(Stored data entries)

------------------------------

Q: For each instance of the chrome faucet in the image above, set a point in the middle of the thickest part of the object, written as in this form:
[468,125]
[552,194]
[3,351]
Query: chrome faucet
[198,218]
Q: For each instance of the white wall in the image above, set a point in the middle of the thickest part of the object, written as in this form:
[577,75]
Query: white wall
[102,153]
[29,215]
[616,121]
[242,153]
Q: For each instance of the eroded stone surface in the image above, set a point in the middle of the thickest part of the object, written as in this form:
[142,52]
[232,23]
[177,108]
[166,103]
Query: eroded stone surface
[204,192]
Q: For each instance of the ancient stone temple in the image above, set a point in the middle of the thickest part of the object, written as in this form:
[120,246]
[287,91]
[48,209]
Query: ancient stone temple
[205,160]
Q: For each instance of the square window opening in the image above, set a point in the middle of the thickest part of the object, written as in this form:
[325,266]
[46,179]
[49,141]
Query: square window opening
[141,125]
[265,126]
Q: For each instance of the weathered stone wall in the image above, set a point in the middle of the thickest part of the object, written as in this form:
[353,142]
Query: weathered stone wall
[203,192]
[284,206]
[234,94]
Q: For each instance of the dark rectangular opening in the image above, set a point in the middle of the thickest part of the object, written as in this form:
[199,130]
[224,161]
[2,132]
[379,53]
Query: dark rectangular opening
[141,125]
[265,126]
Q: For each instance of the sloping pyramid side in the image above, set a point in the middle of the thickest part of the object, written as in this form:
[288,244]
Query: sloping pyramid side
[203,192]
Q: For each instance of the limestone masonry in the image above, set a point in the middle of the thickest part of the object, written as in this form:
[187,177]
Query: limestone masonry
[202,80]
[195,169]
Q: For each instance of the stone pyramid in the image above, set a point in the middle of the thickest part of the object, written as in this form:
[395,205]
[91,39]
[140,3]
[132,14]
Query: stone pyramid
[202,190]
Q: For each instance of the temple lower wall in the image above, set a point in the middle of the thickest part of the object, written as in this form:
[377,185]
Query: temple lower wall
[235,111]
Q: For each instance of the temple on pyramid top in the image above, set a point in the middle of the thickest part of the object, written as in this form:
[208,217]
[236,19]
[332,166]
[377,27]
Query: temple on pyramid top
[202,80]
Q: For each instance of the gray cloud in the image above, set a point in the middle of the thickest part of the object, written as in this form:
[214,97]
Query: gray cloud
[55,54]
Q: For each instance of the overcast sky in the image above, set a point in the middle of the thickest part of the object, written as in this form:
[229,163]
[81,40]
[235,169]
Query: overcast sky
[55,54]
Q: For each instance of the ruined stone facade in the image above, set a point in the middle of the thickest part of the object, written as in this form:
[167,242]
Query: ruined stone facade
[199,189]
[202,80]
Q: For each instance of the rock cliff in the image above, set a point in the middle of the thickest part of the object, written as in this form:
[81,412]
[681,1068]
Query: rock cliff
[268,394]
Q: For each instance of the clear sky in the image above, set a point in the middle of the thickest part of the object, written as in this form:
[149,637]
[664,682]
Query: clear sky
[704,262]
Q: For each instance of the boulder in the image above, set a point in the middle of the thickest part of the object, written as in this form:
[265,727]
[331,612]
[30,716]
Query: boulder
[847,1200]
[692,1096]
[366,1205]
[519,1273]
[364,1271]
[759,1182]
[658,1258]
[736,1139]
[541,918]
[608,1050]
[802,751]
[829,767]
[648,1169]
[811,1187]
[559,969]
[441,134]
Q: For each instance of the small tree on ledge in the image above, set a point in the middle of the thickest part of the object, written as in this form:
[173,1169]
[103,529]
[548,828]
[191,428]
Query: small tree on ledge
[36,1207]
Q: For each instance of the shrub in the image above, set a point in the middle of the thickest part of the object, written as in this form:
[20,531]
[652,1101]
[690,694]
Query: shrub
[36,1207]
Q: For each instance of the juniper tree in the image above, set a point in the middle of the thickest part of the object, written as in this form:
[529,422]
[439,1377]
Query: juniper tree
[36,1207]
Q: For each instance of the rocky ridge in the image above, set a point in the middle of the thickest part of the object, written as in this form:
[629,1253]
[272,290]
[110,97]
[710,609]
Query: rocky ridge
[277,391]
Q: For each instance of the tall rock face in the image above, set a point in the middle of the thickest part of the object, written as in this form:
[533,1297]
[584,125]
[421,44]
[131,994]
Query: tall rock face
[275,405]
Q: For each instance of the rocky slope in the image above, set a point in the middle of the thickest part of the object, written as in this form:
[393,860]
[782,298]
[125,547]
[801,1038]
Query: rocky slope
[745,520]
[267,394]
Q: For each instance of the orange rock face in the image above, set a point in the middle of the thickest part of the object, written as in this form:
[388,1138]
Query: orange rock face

------------------------------

• _Exercise brief_:
The records above are to be returned exactly as they appear.

• _Response to this exercise_:
Q: For each instance of the chrome faucet in the image above, set a point in the middle of the thickest part of the object, written as in this form:
[468,125]
[552,194]
[3,351]
Query: chrome faucet
[198,218]
Q: For each instance of the white wall in the image above, set a point in the middle of the thickest part of the object, written as in this form:
[577,75]
Query: white wall
[102,153]
[29,215]
[616,121]
[242,153]
Q: For each instance of the eroded stone surface in the image above, set a point in the middle of the thickest part of the object, written as in this form:
[142,52]
[232,23]
[177,108]
[166,103]
Query: eroded stone surface
[204,192]
Q: For each instance of the ancient stone temple in the image above, set a point in the middle of the thickest part of the object, written as in this form:
[120,246]
[287,91]
[48,209]
Query: ancient stone temple
[205,160]
Q: For each instance of the square window opening in the image above, set a point in the middle of the thickest part of the object, written as in this form:
[325,266]
[46,179]
[49,141]
Query: square window opening
[141,125]
[265,126]
Q: For each instance of the weathered stone wall in the image above, set a point in the middle of the thickest part of the object, written as in this form:
[353,142]
Query: weathered stone wall
[203,192]
[284,206]
[234,94]
Q: For each instance of the dark rectangular opening in the image above, set a point in the middle of the thickest part of the object, written as in this form:
[199,130]
[224,161]
[2,132]
[379,53]
Query: dark rectangular opening
[141,125]
[265,126]
Q: For each instance of the sloping pyramid side in the image above, set a point in the middle of the thickest part of the object, written as in this form:
[288,244]
Query: sloping pyramid side
[203,192]
Q: For each instance of the limestone masonry in the image above, set a point in the middle of the thickest part of the object, written as in this form:
[187,177]
Query: limestone masonry
[202,80]
[195,169]
Q: For each instance of the stone pyramid in the image above, set a point in the middle of the thickest part of the object, written as in this form:
[395,205]
[91,39]
[140,3]
[132,14]
Query: stone pyramid
[202,190]
Q: For each instance of the temple lower wall in the image above, set a point in the middle of the thickest part of the object, written as in this form:
[377,185]
Query: temple lower wall
[235,111]
Q: For each instance of the temple on pyramid top in the image above, set a point in the middle of the thickest part of the object, written as in this form:
[208,217]
[236,19]
[332,166]
[377,27]
Query: temple on pyramid top
[202,80]
Q: For each instance of the gray cloud in the image above, set a point in the middle of the thickest part of the object, written as in this form:
[214,97]
Query: gray cloud
[55,54]
Q: For each instance of the overcast sky in the image above, set a point in the middle of the thickest part of the object, written as in this form:
[229,163]
[81,40]
[235,169]
Query: overcast sky
[55,54]
Q: For each instance of the ruined stone facade in the image above, set a point in the middle of the thickest part of the object, written as in this form:
[167,242]
Query: ruined stone facade
[199,189]
[202,80]
Q: For each instance of the rock cliff in the image above, set a point in the middle of the thickest part of the object, written as in this form:
[81,412]
[681,1068]
Query: rock cliff
[268,394]
Q: For each instance of the clear sky in the image above, set a point in the middle of the thickest part of the object, written as in this form:
[149,637]
[664,682]
Query: clear sky
[704,262]
Q: For each instance of the boulder in the image above, set a point in the middle of the thickest part of the object, written as in this form:
[265,727]
[331,612]
[30,716]
Query: boulder
[847,1200]
[692,1096]
[366,1205]
[519,1273]
[364,1271]
[759,1182]
[658,1258]
[736,1139]
[541,918]
[608,1050]
[802,751]
[829,767]
[648,1169]
[811,1187]
[559,969]
[441,134]
Q: For each instance of the small tree on ledge in the image above, set a point in the middle of the thickest part of the object, written as in this form:
[173,1169]
[103,529]
[548,828]
[191,428]
Query: small tree on ledge
[36,1207]
Q: For each instance of the shrub in the image above, set a point in the middle of the thickest part of the object, written as in this form:
[20,531]
[652,1101]
[690,694]
Query: shrub
[36,1207]
Q: For each instance of the juniper tree in the image above, set a point in the middle of the thickest part of the object, written as in this form:
[529,422]
[439,1377]
Query: juniper tree
[36,1207]
Q: For each instance of the rocky ridge in the image above, set a point in the middle of the thickest part of the object, written as in this form:
[629,1253]
[272,290]
[110,97]
[710,609]
Query: rocky ridge
[277,391]
Q: For each instance of the tall rock face in the image above, set a point in the middle of the thickest part of the object, written as in this form:
[533,1297]
[584,125]
[421,44]
[131,994]
Query: tall rock face
[275,405]
Q: For each instance of the rocky slope in the image above, set a point in the middle of the thickest part of the object, written as in this form:
[393,860]
[782,298]
[125,547]
[801,1038]
Query: rocky slope
[745,520]
[267,394]
Q: For each instance of the orange rock face in the image above, set a point in the middle of the thickest part of the object, written as in this form:
[388,1138]
Query: orange rock face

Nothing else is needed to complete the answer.